Dataset records
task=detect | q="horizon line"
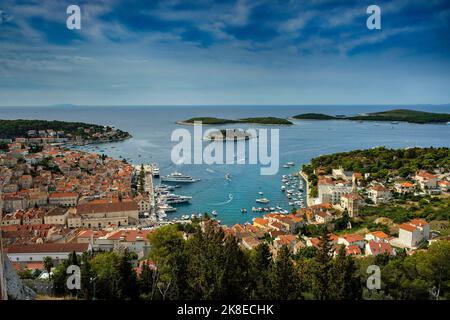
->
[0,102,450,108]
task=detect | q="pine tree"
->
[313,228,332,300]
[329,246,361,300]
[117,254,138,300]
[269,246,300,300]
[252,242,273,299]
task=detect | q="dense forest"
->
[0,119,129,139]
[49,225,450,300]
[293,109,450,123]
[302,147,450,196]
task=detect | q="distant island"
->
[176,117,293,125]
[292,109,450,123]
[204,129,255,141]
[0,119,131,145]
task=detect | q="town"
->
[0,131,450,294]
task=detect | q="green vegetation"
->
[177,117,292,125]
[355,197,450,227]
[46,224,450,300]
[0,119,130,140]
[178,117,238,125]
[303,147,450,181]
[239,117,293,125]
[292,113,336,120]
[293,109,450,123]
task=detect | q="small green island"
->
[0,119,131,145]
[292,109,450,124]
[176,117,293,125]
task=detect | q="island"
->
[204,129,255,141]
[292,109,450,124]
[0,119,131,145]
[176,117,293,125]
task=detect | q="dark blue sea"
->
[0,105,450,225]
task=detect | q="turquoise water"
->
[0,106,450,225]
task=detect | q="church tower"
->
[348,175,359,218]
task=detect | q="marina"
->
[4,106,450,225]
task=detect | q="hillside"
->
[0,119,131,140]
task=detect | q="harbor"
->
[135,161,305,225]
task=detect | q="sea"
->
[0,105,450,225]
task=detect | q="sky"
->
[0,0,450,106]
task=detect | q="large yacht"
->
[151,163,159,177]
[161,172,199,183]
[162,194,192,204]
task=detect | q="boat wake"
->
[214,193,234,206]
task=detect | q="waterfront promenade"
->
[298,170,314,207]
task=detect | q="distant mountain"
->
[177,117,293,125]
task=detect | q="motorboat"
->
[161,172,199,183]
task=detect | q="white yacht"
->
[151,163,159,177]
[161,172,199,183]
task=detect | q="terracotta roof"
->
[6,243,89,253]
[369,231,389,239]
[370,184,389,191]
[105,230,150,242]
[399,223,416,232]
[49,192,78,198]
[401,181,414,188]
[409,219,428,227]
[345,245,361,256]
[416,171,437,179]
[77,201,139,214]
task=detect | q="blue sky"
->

## Instructions to follow
Please copy every row above line for line without changing anything, and leave the pictures out.

## Exercise answer
task=detect | q="horizon line"
->
[0,102,450,108]
task=detect | q="pine tree"
->
[313,228,332,300]
[329,246,361,300]
[117,254,138,300]
[269,246,300,300]
[252,242,273,299]
task=detect | q="dense forest"
->
[0,119,129,139]
[49,225,450,300]
[293,109,450,123]
[302,147,450,196]
task=detect | q="distant island"
->
[176,117,293,125]
[292,109,450,123]
[204,129,255,141]
[0,119,131,145]
task=detect | q="town"
->
[0,131,450,294]
task=detect | q="green vegetation"
->
[177,117,292,125]
[355,197,450,227]
[46,224,450,300]
[0,119,130,140]
[178,117,238,125]
[303,147,450,181]
[239,117,293,125]
[292,113,336,120]
[293,109,450,123]
task=detect | q="small green island"
->
[0,119,131,145]
[292,109,450,124]
[176,117,293,125]
task=detect | q="island"
->
[204,129,255,141]
[292,109,450,124]
[0,119,131,145]
[176,117,293,125]
task=detect | q="dark blue sea"
->
[0,105,450,225]
task=detect | q="turquoise water"
->
[0,106,450,225]
task=detect | q="church tower"
->
[348,175,359,218]
task=detect | q="marina"
->
[4,106,450,225]
task=detect | q="hillside"
->
[0,119,131,140]
task=detect | q="harbor"
->
[135,161,305,225]
task=detect | q="sea"
->
[0,105,450,225]
task=detect | q="sky"
->
[0,0,450,106]
task=detect | q="large yacht"
->
[151,163,159,177]
[161,172,199,183]
[162,194,192,204]
task=detect | q="boat wake"
->
[214,193,234,206]
task=detect | q="waterfront promenade"
->
[298,170,314,207]
task=detect | q="distant mountain"
->
[177,117,293,125]
task=detect | q="motorboat"
->
[161,172,199,183]
task=detect | q="white yacht"
->
[151,163,159,177]
[161,172,199,183]
task=detect | q="terracotta roof"
->
[6,243,89,253]
[369,231,389,239]
[370,184,389,191]
[105,230,150,242]
[399,223,416,232]
[49,192,78,198]
[401,181,414,188]
[409,219,428,227]
[345,245,361,256]
[416,171,437,179]
[77,201,139,214]
task=detect | q="blue sky"
->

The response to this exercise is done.